--- START ---
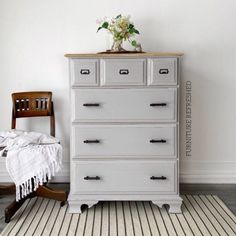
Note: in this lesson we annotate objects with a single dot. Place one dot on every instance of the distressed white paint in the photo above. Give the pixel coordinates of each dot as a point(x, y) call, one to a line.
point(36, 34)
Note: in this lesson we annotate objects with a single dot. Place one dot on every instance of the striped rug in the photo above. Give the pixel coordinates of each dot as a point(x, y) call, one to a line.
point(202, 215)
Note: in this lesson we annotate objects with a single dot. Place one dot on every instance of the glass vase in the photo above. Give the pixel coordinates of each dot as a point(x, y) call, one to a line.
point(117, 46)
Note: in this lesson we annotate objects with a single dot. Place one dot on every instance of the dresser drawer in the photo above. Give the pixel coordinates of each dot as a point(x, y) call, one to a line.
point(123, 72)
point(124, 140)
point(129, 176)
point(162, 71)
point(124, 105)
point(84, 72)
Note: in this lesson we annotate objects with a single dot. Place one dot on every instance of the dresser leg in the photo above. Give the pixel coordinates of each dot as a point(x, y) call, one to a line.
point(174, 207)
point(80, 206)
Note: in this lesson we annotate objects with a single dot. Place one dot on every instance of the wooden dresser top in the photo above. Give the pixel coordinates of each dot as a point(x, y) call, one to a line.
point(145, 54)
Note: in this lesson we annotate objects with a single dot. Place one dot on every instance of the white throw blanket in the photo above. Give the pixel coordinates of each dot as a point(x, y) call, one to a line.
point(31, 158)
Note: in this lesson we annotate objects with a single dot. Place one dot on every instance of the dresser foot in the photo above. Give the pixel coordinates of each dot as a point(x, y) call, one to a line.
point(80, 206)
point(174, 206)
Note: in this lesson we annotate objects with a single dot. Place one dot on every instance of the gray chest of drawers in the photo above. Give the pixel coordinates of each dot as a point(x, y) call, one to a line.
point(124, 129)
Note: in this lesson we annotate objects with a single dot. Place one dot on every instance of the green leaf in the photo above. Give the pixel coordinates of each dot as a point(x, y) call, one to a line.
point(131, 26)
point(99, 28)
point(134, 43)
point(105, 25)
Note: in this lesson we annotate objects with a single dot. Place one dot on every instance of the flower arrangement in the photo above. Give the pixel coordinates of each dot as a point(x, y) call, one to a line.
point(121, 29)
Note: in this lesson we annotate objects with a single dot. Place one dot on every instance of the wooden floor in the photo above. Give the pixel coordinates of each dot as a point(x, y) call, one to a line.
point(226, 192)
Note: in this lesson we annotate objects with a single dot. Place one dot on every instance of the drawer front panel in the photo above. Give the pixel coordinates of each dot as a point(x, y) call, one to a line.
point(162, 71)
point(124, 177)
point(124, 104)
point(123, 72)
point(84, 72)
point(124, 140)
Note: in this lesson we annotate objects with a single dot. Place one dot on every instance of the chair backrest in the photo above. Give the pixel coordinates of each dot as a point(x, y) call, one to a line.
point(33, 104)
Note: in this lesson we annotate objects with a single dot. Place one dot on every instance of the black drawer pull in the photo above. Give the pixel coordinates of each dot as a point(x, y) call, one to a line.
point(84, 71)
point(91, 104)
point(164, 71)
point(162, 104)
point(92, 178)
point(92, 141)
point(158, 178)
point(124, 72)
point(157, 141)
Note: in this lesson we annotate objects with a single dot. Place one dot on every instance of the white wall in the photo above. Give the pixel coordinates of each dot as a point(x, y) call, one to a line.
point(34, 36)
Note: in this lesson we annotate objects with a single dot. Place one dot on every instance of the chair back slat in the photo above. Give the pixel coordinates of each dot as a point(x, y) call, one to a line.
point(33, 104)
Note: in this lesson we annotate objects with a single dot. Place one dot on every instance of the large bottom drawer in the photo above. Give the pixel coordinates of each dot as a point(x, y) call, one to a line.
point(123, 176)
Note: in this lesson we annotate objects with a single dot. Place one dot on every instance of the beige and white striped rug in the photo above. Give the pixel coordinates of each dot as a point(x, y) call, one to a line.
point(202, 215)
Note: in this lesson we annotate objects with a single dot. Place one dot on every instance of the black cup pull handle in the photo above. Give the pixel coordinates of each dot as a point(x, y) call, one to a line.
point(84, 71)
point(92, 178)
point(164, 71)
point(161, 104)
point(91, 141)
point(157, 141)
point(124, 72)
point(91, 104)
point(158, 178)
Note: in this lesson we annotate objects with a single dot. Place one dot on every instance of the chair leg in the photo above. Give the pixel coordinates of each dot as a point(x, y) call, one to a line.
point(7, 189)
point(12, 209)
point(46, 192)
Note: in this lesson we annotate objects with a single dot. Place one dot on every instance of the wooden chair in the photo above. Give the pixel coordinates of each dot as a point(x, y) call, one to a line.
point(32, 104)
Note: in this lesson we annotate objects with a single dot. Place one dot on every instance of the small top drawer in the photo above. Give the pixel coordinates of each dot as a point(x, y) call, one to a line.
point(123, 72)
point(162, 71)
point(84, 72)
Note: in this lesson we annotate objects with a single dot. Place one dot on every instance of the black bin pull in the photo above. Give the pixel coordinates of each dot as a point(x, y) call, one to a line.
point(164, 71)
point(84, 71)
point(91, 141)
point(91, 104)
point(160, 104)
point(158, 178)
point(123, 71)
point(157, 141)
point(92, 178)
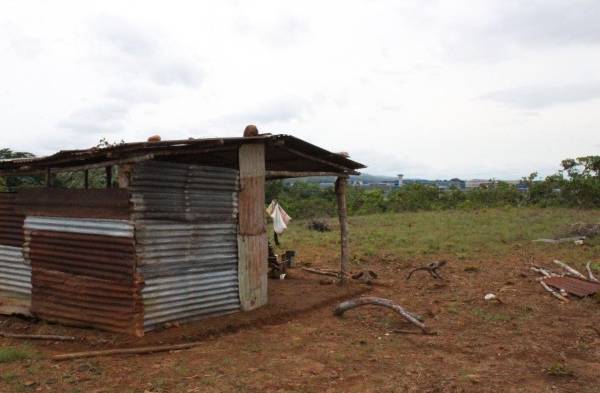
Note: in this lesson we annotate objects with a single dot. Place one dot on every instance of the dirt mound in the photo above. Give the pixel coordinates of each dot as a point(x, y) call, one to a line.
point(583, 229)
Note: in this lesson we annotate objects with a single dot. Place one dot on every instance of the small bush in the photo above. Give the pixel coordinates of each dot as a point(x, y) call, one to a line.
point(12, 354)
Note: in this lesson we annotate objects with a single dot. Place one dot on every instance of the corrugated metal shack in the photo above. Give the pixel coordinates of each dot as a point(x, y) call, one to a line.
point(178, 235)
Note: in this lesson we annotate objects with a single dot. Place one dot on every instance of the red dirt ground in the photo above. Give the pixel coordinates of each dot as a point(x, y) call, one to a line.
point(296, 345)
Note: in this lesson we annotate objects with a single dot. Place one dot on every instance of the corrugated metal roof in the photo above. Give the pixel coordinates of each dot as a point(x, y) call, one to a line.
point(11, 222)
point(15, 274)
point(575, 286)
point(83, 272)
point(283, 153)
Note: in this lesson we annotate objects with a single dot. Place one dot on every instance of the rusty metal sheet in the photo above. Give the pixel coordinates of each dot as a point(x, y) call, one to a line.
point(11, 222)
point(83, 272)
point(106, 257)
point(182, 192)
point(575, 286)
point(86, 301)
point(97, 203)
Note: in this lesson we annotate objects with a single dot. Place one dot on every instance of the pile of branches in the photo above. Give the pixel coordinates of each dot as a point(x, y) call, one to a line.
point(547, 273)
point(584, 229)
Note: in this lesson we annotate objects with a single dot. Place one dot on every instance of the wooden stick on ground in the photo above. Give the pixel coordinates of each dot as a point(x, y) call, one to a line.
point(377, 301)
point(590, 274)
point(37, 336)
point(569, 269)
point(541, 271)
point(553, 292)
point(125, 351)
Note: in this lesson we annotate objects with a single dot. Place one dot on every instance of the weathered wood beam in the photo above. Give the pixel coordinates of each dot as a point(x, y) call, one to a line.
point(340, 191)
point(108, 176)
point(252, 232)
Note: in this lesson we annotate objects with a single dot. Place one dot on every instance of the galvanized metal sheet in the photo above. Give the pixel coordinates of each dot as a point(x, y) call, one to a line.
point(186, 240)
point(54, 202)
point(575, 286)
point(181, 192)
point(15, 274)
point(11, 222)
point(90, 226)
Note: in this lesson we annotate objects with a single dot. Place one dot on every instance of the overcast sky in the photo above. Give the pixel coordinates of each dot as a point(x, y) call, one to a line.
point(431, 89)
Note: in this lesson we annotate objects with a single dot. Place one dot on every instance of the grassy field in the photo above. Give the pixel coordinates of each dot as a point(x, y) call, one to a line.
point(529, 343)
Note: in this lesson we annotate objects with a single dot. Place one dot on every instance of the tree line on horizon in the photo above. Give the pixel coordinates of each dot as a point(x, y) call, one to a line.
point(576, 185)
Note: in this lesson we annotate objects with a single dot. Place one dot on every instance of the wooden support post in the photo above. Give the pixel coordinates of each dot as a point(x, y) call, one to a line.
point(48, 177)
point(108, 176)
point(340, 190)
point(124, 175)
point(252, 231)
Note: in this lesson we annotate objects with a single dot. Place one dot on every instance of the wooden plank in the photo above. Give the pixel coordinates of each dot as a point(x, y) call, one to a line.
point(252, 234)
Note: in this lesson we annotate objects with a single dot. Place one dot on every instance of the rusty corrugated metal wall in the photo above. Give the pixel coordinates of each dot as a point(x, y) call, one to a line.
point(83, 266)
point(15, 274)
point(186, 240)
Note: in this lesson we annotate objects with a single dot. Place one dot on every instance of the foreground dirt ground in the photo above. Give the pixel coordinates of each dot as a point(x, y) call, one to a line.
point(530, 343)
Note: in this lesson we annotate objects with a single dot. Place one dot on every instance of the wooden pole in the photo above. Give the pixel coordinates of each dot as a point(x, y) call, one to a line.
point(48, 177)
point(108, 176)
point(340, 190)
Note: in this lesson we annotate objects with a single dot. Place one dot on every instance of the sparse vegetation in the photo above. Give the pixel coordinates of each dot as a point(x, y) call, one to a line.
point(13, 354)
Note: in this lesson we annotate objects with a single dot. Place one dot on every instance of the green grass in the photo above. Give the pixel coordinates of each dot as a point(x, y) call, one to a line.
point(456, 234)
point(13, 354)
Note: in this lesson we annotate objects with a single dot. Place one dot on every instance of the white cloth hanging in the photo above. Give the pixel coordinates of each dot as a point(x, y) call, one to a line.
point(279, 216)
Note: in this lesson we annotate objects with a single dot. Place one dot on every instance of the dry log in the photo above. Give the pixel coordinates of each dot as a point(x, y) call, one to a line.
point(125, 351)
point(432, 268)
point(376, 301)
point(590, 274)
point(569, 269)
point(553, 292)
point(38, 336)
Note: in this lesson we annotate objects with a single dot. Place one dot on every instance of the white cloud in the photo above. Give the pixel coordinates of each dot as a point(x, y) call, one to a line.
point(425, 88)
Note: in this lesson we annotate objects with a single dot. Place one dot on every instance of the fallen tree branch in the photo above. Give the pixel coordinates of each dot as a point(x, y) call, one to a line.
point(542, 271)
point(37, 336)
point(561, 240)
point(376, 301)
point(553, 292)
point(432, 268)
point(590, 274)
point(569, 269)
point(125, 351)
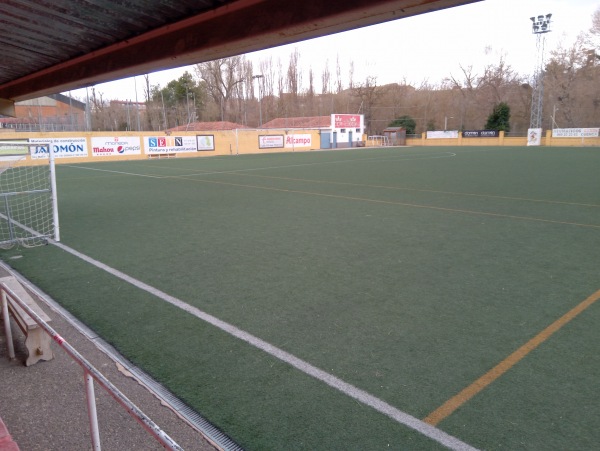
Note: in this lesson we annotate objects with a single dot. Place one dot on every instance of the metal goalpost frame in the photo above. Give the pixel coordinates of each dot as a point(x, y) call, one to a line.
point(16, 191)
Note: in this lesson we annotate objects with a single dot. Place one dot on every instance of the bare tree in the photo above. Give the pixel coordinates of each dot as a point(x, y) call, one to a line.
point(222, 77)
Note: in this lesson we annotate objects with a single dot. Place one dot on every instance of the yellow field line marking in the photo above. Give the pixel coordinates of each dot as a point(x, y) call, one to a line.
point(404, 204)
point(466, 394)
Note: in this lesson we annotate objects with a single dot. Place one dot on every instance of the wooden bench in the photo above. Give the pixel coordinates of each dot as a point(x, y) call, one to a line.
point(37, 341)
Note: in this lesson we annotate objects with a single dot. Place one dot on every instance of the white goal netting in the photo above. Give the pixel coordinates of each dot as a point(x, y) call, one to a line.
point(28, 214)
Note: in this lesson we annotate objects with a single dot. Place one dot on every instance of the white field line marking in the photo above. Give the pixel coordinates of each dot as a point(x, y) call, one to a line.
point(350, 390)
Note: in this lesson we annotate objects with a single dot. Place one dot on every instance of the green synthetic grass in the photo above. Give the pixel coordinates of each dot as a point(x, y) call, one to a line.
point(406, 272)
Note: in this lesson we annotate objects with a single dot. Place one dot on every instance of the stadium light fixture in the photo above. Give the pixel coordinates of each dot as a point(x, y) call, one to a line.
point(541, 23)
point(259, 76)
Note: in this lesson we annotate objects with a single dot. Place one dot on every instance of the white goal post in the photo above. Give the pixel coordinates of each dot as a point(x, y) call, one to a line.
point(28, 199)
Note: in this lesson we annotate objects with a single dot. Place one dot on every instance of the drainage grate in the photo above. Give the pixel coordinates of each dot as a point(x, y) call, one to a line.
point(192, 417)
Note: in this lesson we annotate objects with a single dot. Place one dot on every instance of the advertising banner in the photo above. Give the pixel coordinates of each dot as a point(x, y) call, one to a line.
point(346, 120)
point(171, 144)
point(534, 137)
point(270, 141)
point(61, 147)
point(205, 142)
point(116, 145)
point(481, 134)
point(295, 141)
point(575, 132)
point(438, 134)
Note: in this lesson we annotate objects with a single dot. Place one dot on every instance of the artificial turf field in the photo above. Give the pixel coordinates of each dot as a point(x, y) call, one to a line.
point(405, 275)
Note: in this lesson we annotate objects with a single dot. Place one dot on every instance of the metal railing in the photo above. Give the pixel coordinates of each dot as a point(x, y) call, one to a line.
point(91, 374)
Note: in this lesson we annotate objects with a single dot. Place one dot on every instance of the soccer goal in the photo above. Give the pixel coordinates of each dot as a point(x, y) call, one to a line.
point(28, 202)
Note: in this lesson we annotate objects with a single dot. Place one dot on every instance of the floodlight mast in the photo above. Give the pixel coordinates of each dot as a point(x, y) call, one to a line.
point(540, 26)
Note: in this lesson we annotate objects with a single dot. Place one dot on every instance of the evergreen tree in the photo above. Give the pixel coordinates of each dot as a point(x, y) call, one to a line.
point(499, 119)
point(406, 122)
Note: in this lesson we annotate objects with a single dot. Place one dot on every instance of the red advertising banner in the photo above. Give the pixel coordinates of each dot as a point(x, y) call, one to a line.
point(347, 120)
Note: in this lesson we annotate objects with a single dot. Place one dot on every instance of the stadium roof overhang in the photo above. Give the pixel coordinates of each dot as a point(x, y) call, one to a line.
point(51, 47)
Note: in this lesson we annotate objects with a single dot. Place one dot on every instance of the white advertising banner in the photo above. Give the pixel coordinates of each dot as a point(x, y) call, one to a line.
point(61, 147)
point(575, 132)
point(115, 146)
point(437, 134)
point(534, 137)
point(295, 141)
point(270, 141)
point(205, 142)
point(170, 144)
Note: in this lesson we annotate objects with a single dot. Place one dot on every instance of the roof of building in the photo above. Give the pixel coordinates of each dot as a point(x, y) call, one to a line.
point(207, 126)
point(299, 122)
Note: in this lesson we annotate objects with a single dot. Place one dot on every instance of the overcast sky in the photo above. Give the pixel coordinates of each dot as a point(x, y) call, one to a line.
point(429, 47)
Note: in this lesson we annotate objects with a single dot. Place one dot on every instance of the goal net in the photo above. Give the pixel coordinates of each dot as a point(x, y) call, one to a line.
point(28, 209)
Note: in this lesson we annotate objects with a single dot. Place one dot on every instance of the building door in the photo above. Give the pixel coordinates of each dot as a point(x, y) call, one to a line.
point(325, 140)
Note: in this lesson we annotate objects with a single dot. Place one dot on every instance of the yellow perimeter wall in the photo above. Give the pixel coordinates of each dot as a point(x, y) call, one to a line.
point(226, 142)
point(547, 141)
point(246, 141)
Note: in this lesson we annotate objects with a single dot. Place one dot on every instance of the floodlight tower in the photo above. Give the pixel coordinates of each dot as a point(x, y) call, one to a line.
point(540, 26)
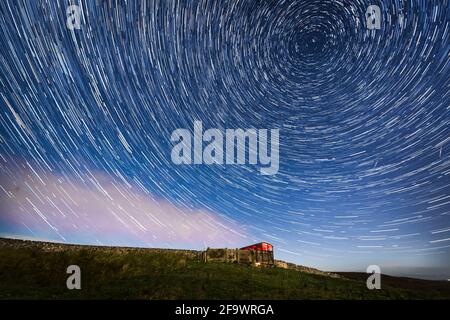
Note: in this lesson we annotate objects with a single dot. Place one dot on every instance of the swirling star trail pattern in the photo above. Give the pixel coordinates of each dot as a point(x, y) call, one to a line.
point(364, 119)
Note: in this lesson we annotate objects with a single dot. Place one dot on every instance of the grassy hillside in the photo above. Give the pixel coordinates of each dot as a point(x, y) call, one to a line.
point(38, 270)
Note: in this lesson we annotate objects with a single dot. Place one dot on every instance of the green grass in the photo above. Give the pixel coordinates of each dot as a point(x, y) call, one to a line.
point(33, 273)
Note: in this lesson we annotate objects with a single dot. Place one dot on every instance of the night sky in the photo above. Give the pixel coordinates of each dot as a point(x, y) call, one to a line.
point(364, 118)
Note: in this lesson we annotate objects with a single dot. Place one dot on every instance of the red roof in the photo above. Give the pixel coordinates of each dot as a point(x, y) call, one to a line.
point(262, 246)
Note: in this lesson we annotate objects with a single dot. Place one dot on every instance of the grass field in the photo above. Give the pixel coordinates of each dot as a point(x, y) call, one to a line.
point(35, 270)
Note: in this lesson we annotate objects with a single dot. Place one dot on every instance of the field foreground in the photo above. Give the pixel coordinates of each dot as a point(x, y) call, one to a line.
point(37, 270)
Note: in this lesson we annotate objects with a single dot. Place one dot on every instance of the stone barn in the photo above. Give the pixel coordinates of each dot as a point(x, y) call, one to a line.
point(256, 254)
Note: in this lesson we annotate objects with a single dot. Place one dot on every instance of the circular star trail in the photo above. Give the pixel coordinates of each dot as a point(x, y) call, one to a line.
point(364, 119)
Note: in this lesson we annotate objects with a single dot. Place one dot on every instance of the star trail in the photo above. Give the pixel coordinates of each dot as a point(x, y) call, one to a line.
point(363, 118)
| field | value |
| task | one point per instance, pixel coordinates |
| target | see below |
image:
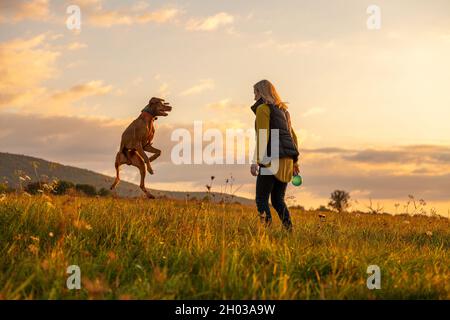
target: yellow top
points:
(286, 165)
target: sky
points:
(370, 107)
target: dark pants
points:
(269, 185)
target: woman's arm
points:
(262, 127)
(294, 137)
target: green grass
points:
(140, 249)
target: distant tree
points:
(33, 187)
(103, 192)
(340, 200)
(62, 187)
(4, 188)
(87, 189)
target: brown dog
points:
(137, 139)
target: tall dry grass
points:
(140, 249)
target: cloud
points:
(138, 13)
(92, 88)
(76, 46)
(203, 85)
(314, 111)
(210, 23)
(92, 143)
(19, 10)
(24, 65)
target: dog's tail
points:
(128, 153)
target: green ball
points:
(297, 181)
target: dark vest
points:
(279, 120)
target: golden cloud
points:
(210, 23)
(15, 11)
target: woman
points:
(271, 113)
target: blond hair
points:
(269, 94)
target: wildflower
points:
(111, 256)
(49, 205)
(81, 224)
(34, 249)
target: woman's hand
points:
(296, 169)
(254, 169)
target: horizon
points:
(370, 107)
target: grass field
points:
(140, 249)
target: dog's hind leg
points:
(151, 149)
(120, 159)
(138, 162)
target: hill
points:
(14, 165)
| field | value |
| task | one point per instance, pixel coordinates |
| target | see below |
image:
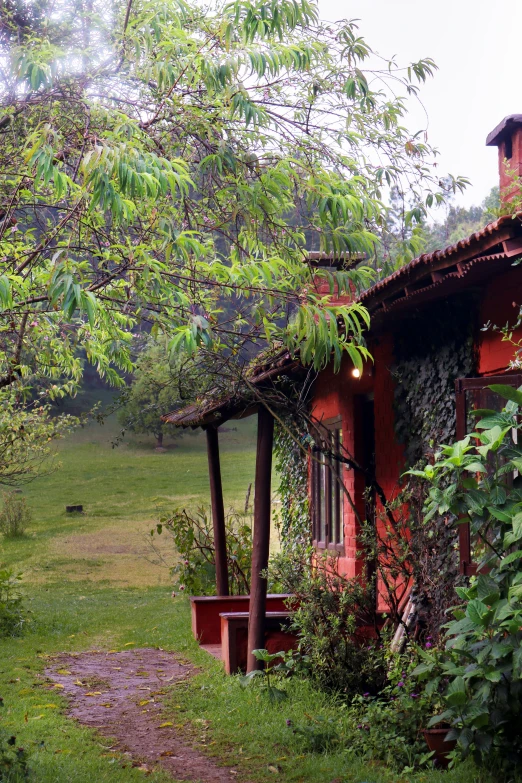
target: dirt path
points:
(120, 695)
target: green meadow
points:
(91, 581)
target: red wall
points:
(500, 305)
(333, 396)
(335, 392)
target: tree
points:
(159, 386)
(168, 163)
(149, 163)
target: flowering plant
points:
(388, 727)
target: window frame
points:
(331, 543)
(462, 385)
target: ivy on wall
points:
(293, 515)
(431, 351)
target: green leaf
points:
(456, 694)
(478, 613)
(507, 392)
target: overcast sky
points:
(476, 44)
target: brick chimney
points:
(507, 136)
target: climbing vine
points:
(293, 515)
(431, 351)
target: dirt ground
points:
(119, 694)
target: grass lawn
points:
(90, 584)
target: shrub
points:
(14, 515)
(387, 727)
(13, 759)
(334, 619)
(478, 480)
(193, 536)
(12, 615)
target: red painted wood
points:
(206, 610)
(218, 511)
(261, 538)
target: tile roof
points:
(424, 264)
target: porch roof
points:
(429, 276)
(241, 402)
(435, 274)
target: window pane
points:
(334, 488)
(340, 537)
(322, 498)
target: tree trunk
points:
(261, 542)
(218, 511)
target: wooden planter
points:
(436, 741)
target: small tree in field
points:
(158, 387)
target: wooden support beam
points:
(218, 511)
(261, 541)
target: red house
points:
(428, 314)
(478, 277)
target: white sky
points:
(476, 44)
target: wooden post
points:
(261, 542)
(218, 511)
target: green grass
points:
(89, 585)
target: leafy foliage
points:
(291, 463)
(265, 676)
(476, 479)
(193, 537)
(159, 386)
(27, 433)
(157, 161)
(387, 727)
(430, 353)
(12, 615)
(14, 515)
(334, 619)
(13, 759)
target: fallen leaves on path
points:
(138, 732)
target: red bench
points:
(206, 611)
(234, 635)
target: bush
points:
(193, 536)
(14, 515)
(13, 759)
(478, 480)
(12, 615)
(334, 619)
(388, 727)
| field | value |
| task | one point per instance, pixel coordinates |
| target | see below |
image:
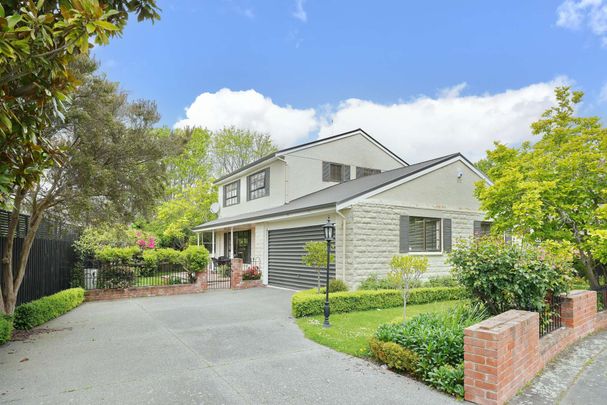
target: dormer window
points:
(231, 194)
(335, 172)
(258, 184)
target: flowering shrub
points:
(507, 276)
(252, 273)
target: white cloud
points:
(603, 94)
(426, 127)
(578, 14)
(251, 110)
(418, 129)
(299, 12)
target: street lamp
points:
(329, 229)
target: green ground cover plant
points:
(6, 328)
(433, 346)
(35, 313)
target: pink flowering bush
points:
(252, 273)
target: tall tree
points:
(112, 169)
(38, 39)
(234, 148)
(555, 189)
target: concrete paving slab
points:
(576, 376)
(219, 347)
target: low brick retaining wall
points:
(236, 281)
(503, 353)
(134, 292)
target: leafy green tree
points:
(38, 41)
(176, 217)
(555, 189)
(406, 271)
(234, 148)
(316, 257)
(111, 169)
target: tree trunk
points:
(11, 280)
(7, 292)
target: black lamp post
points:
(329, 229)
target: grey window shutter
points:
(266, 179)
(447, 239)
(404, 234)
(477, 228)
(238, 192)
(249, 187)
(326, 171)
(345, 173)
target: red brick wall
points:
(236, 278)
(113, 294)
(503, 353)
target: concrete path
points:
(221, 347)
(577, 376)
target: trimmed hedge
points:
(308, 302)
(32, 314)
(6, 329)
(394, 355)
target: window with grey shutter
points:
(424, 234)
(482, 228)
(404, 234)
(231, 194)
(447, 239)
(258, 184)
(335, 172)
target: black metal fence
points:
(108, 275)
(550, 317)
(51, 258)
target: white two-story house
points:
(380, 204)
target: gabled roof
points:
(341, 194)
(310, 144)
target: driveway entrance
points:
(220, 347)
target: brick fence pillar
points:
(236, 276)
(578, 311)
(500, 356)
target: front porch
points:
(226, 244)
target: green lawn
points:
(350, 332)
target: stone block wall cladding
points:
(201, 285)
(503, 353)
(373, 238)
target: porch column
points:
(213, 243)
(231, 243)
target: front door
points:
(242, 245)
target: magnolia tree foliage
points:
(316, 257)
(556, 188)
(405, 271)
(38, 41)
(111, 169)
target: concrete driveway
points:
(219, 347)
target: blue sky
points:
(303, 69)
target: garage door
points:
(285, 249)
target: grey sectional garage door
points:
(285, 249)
--- END ---
# What this task involves
Look above for the line holding "of the star" and output everything from it down to the line holding "target: dog's tail", both ends included, exactly and without images.

# Solution for this exercise
Note: in this lesson we annotate objects with a single dot. Place one dot on every instance of the star trail in the photo above. Give the pixel coordinates of each dot as a point(x, y) call, one to a line.
point(363, 118)
| field | value |
| task | one point per instance, pixel coordinates |
| target | see below |
image:
target: yellow top
points:
(286, 165)
target: sky
points:
(370, 107)
target: dark pants
points:
(269, 185)
target: woman's arm
points:
(262, 127)
(294, 137)
target: green grass
points:
(140, 249)
target: distant tree
points:
(33, 187)
(103, 192)
(340, 200)
(62, 187)
(4, 188)
(87, 189)
target: brown dog
points:
(137, 139)
target: tall dry grass
points:
(140, 249)
target: cloud
points:
(138, 13)
(92, 88)
(76, 46)
(203, 85)
(314, 111)
(210, 23)
(92, 143)
(19, 10)
(24, 65)
target: dog's tail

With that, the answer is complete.